== Work to do ==
Convert the part of the entries that opens with the line containing "Task: tag every instance of the capitol" and closes with the line containing "pixel 183 185" into a JSON list of strings, one string per line, skipping blank lines. Include both end lines and nothing outside that span.

Some records
━━━━━━━━

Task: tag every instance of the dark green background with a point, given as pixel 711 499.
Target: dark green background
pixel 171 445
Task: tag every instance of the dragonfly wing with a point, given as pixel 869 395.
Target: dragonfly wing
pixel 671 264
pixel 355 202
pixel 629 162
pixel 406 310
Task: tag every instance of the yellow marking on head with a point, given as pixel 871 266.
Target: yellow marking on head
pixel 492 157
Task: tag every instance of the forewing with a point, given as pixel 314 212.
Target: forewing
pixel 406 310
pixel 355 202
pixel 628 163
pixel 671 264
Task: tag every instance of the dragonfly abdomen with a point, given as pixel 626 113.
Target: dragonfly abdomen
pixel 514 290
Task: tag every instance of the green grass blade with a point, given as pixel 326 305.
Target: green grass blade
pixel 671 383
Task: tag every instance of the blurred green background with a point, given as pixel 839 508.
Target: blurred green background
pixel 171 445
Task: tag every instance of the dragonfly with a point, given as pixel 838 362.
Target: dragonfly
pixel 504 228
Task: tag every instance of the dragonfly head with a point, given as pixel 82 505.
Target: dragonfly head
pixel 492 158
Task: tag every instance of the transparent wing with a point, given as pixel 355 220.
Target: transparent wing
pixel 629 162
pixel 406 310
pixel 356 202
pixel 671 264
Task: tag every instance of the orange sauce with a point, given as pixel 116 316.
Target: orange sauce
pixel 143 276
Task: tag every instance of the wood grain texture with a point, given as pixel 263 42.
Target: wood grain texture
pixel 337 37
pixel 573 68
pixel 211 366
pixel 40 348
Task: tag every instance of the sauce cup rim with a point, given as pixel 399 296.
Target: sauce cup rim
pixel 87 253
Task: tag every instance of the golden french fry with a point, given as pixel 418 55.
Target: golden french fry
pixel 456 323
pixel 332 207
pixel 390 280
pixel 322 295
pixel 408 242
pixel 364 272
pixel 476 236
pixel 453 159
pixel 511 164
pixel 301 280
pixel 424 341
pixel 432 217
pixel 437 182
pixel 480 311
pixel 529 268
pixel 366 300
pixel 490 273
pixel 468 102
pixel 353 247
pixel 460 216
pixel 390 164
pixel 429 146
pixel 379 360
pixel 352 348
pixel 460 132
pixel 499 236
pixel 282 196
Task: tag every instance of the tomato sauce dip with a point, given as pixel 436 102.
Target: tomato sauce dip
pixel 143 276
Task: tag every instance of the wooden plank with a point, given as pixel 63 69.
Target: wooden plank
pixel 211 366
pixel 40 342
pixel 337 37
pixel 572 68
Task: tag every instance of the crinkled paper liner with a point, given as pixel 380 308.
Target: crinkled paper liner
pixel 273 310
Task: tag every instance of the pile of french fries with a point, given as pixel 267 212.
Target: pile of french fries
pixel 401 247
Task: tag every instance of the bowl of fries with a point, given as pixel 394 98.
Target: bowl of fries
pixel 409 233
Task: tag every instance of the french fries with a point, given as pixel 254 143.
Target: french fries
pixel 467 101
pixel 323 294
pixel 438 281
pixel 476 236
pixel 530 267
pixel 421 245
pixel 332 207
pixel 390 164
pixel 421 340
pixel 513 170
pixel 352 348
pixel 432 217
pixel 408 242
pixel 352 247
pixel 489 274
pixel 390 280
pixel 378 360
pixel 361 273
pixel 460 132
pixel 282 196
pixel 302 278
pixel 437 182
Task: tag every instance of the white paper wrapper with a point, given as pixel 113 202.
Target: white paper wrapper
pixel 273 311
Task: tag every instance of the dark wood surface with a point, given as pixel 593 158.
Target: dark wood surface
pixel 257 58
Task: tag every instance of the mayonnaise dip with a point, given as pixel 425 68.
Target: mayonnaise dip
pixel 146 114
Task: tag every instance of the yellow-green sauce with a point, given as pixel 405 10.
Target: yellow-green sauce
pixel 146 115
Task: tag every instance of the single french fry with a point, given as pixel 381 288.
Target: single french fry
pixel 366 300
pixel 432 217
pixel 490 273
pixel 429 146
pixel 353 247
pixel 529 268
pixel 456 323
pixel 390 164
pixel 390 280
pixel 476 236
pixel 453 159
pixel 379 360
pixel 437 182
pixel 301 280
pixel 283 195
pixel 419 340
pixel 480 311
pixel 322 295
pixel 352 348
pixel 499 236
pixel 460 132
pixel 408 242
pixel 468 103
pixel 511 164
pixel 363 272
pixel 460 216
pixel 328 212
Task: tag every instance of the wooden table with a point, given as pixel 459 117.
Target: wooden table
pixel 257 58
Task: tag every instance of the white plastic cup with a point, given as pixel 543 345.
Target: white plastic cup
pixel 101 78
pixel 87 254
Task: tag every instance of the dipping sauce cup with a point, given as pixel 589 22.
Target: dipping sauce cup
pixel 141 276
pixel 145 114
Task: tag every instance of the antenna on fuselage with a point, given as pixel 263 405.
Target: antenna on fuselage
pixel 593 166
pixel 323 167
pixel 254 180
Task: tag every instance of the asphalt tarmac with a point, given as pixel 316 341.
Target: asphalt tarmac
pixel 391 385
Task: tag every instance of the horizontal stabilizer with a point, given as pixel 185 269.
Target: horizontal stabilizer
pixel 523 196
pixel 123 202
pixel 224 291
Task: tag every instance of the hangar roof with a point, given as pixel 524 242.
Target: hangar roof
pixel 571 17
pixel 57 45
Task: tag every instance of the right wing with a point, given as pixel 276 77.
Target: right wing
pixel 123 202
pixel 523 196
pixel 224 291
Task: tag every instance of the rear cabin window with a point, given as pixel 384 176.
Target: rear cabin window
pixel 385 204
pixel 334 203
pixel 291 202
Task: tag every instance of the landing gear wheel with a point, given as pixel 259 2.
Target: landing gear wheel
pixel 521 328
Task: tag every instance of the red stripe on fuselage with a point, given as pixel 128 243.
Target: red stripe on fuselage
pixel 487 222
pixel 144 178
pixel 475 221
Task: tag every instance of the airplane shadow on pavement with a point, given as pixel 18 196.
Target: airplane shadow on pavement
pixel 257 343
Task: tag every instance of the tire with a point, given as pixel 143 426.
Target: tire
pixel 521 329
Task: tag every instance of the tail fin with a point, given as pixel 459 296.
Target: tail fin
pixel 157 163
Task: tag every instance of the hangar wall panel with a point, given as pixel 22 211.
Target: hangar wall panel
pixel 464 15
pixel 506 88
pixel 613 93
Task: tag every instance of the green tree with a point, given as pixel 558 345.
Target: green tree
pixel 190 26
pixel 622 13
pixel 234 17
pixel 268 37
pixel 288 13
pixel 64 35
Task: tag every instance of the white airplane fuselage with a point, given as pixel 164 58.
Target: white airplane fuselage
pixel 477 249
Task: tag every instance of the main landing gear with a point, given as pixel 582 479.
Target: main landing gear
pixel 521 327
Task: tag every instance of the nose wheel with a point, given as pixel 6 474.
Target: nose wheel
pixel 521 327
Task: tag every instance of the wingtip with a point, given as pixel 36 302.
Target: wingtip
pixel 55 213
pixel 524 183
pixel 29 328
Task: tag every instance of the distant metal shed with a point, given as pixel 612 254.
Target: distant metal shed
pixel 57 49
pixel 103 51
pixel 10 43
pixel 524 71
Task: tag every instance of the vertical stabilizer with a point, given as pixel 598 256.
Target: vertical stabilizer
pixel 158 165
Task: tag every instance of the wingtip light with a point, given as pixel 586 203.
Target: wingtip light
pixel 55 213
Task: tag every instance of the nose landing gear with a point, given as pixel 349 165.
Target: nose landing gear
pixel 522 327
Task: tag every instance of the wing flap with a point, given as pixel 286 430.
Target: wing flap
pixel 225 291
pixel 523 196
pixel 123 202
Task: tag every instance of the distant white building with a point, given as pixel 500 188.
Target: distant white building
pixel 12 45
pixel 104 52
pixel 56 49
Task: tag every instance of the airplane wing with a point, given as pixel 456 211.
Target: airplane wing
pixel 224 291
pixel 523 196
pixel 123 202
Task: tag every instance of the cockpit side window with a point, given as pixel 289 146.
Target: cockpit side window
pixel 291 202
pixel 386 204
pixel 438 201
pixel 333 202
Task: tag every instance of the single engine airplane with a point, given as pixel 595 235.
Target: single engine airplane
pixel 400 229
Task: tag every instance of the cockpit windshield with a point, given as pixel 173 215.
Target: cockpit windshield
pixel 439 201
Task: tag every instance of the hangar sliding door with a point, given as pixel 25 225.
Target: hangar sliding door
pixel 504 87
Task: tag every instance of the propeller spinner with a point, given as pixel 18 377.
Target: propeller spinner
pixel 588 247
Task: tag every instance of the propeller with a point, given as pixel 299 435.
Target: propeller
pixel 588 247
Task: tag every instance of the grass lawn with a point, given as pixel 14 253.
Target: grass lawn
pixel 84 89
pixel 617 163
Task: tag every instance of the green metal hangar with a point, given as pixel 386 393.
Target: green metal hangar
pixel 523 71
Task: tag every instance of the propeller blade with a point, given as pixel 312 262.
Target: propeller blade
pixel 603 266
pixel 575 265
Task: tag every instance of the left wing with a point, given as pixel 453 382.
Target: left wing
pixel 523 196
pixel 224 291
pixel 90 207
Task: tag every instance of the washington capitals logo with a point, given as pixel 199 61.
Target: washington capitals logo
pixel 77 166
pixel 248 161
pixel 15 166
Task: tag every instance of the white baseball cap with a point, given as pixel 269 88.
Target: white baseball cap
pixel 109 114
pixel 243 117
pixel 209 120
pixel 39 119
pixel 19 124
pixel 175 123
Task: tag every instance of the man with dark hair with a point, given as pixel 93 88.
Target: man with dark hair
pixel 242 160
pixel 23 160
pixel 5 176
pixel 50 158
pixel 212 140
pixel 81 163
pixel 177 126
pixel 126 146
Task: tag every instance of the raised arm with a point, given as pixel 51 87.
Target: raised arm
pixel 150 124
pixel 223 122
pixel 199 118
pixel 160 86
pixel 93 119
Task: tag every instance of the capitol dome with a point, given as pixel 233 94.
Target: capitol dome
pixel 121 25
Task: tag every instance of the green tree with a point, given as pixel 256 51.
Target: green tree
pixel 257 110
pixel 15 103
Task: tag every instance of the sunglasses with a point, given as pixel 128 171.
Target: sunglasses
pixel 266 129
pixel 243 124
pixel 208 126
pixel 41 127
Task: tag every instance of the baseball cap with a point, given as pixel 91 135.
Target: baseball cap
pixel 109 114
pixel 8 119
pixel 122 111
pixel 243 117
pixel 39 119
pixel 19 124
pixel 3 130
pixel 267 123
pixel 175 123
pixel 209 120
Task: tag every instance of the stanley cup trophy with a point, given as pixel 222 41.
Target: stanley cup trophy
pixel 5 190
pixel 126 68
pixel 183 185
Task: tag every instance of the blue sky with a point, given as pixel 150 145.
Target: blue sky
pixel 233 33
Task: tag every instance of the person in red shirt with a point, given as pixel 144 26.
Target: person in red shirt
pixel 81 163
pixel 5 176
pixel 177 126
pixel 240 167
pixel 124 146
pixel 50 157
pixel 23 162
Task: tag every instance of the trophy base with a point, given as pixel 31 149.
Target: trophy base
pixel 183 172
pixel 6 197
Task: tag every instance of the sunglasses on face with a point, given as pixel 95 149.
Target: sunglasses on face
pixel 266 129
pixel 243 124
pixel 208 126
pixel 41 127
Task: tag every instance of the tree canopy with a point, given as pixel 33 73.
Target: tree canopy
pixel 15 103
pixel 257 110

━━━━━━━━

== Solution to this task ==
[
  "Task: tag every instance of the capitol dome with a point, given as pixel 233 94.",
  "Target: capitol dome",
  "pixel 121 25",
  "Task: tag every instance of the green tree with a point, given as pixel 256 51.",
  "Target: green tree",
  "pixel 257 110",
  "pixel 15 103",
  "Task: tag every instance of the sunglasses with a point, given as pixel 128 171.",
  "Target: sunglasses",
  "pixel 266 129",
  "pixel 243 124",
  "pixel 208 126",
  "pixel 41 127",
  "Task: tag every instance of the baseball cap with a point, given as pixel 91 135.",
  "Target: baseball cap",
  "pixel 109 114",
  "pixel 8 119",
  "pixel 122 111",
  "pixel 243 117",
  "pixel 39 119",
  "pixel 19 124",
  "pixel 3 130",
  "pixel 267 123",
  "pixel 175 123",
  "pixel 209 120",
  "Task: tag every instance of the stanley cup trophy with a point, given as pixel 222 41.",
  "Target: stanley cup trophy",
  "pixel 5 190",
  "pixel 126 68",
  "pixel 183 185"
]